### What you are asked to do
Locate every line in the listing below that contains the string "dark" and copy each of those lines in full. Case counts.

### Dataset
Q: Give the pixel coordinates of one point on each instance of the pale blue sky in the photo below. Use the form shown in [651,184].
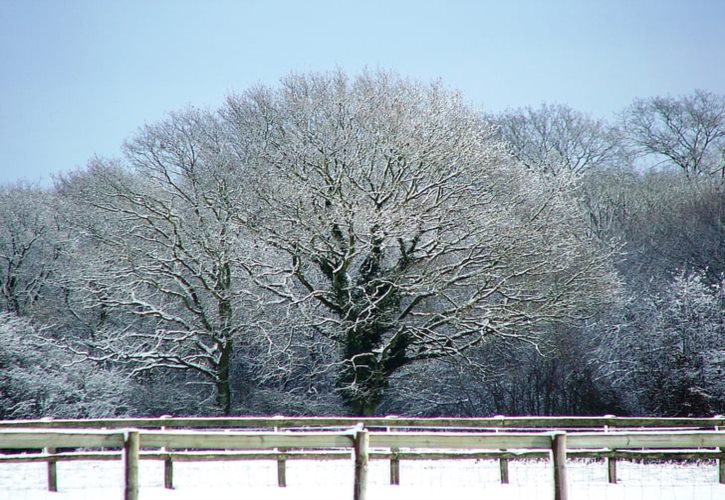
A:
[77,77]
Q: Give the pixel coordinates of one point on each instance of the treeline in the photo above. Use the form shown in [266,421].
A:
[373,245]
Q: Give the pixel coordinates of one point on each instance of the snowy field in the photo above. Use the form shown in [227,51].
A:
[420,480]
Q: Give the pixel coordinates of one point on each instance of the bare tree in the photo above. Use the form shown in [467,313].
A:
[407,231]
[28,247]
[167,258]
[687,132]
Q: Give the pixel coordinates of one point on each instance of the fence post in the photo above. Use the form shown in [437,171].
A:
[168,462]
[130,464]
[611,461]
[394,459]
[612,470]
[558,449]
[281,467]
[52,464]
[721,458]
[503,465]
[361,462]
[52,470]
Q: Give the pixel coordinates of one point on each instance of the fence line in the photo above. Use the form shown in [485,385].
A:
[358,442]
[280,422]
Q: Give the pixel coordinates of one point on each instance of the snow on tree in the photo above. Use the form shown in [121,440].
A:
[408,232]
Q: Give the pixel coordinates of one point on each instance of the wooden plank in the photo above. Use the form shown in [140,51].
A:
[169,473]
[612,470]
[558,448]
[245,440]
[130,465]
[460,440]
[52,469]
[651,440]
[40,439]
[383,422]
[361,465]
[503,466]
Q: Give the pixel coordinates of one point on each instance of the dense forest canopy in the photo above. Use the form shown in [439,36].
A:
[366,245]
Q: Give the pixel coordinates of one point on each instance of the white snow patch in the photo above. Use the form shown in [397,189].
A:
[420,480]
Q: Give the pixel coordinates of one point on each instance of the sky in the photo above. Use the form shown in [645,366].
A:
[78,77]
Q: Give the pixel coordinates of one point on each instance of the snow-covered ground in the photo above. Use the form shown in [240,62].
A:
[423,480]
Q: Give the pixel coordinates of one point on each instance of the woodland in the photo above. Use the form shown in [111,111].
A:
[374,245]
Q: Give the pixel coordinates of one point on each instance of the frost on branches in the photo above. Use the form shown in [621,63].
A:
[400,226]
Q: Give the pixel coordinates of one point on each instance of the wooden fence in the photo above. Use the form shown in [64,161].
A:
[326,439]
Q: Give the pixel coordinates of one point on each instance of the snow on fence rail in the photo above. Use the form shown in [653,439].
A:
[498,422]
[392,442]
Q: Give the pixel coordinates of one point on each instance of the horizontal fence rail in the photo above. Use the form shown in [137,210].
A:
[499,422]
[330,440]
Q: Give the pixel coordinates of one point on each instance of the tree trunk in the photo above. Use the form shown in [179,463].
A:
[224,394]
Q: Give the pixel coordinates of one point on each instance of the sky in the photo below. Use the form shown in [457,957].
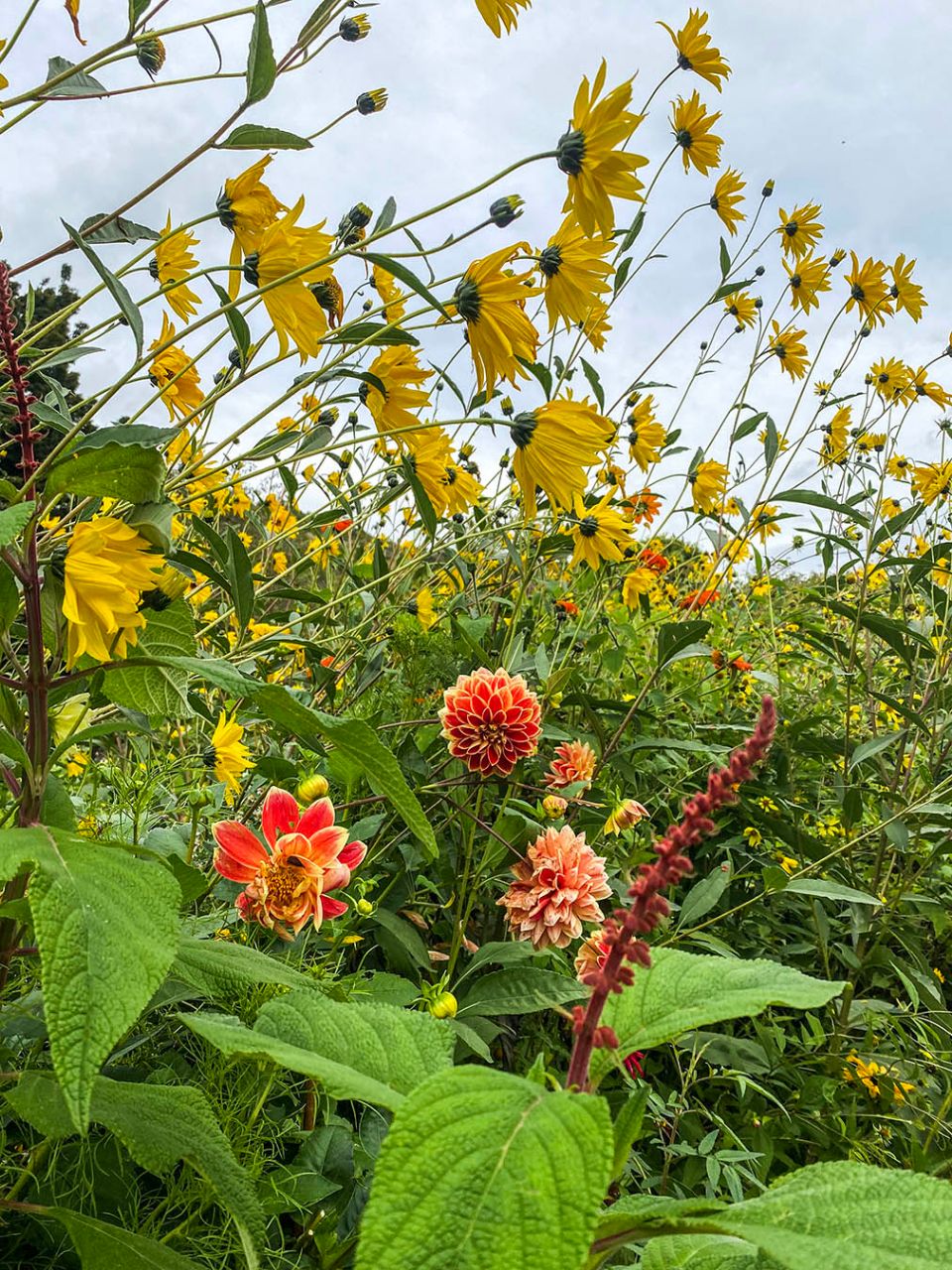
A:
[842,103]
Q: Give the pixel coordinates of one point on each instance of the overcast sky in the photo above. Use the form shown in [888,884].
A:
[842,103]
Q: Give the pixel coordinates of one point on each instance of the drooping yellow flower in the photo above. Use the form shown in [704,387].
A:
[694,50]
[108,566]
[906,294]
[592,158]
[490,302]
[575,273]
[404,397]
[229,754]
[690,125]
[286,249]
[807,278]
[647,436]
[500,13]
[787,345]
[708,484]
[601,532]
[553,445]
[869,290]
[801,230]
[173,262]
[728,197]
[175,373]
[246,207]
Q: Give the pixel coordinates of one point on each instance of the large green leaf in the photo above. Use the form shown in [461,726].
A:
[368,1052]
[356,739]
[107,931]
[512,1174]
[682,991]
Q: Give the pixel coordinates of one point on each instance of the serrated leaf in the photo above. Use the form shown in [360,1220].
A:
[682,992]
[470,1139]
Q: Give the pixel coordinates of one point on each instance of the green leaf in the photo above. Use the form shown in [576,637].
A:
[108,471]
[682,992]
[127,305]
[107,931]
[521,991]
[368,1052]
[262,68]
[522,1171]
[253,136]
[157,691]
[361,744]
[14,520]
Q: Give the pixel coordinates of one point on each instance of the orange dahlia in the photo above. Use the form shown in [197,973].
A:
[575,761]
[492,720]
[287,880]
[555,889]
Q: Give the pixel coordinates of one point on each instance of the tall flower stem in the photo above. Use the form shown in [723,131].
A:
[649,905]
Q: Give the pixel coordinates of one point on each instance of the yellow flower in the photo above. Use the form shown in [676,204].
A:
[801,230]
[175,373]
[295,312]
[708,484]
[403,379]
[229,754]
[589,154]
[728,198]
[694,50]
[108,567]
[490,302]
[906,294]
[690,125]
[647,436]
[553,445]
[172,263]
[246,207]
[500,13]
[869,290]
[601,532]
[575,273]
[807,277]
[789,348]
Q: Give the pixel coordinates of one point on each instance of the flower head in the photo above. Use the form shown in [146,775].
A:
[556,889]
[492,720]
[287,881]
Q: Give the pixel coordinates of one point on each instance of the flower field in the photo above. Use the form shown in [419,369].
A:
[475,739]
==
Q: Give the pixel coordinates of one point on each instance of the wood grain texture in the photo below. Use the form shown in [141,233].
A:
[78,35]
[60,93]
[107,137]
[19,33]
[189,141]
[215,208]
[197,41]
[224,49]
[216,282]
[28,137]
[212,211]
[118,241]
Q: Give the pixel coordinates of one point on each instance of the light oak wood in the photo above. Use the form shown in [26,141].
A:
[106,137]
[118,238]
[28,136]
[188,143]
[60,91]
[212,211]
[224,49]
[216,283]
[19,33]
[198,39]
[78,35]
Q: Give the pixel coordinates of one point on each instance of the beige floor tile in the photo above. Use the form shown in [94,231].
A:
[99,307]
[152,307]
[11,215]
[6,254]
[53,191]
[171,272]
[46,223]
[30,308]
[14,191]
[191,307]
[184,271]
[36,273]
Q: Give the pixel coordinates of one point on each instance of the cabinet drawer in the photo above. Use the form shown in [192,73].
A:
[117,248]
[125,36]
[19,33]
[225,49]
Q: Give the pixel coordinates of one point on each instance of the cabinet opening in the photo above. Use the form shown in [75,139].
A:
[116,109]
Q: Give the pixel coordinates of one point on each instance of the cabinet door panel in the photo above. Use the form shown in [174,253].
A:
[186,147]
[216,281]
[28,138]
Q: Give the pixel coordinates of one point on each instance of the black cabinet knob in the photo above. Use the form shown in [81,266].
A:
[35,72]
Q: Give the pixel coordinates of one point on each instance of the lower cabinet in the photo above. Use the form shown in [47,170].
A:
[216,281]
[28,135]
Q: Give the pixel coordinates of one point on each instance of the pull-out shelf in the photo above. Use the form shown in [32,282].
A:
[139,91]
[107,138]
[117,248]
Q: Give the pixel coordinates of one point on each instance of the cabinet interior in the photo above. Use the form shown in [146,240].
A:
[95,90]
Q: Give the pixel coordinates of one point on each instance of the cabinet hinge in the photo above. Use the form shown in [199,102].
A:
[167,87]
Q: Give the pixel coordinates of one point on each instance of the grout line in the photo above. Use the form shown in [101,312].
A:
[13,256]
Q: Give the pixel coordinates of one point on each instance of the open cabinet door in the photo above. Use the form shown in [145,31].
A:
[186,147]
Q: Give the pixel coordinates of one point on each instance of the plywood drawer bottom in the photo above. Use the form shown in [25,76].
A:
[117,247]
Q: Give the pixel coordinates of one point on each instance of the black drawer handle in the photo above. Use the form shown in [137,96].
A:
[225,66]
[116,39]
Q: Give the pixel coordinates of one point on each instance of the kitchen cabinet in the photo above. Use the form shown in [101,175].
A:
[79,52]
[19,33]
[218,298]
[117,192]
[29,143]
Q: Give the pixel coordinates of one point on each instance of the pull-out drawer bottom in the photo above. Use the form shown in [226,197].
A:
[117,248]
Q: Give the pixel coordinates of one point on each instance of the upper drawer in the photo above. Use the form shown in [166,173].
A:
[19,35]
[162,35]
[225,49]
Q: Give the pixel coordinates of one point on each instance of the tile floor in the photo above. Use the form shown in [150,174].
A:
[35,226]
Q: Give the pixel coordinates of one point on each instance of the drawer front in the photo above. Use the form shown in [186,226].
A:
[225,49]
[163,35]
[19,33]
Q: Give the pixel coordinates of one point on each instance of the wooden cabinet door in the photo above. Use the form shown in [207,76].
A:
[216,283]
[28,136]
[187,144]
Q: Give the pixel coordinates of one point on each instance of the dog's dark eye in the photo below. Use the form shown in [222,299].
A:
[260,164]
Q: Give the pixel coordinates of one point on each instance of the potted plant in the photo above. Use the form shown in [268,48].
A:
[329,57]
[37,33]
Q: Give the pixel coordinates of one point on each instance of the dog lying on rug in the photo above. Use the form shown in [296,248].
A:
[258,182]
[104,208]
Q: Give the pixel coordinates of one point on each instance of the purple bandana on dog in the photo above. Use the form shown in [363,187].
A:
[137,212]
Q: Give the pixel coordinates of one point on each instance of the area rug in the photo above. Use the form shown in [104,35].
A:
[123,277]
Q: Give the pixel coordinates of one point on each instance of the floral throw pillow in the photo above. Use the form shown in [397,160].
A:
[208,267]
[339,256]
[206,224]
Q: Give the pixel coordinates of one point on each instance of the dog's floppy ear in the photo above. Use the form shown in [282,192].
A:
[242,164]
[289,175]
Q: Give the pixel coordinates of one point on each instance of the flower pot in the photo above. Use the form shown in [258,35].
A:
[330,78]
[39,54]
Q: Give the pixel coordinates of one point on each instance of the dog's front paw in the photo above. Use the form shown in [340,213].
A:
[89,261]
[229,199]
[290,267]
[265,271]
---
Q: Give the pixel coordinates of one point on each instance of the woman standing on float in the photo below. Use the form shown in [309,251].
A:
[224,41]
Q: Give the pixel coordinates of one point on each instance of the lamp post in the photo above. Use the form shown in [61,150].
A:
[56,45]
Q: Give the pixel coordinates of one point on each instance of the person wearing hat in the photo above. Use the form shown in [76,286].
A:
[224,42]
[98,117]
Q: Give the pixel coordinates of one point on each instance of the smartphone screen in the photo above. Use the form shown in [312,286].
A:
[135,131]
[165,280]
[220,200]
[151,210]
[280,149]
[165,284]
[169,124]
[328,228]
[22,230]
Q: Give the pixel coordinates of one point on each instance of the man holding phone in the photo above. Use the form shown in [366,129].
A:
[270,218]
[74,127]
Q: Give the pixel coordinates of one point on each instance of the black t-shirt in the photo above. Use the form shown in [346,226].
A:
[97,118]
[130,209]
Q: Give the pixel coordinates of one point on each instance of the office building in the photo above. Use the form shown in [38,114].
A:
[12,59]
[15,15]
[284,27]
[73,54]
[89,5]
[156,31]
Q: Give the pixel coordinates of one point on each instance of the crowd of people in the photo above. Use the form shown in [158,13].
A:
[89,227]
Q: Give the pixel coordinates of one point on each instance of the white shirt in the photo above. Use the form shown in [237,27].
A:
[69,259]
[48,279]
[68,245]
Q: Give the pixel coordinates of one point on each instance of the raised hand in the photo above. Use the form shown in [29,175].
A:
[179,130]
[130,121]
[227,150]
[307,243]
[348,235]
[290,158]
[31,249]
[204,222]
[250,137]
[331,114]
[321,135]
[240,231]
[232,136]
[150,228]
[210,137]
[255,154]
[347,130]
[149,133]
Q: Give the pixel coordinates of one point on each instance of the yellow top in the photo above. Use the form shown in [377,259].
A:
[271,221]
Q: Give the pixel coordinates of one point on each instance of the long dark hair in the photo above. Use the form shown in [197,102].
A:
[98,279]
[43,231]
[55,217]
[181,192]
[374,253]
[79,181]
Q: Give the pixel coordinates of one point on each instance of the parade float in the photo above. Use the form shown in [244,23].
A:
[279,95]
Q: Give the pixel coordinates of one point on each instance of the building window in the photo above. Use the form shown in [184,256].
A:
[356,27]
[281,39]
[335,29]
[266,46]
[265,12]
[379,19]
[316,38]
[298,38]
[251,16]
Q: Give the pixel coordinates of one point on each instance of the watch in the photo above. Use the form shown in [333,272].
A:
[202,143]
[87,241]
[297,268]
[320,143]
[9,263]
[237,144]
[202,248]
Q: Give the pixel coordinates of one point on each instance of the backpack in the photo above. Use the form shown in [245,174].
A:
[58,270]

### Solution for this exercise
Q: Give the pixel coordinates of one point on each instance of the dog's dark eye in the photo below. Use the form shown in [222,299].
Q: Give the pixel coordinates of one point on each instance of the long dark hair in the photo above. Use the form shown in [197,102].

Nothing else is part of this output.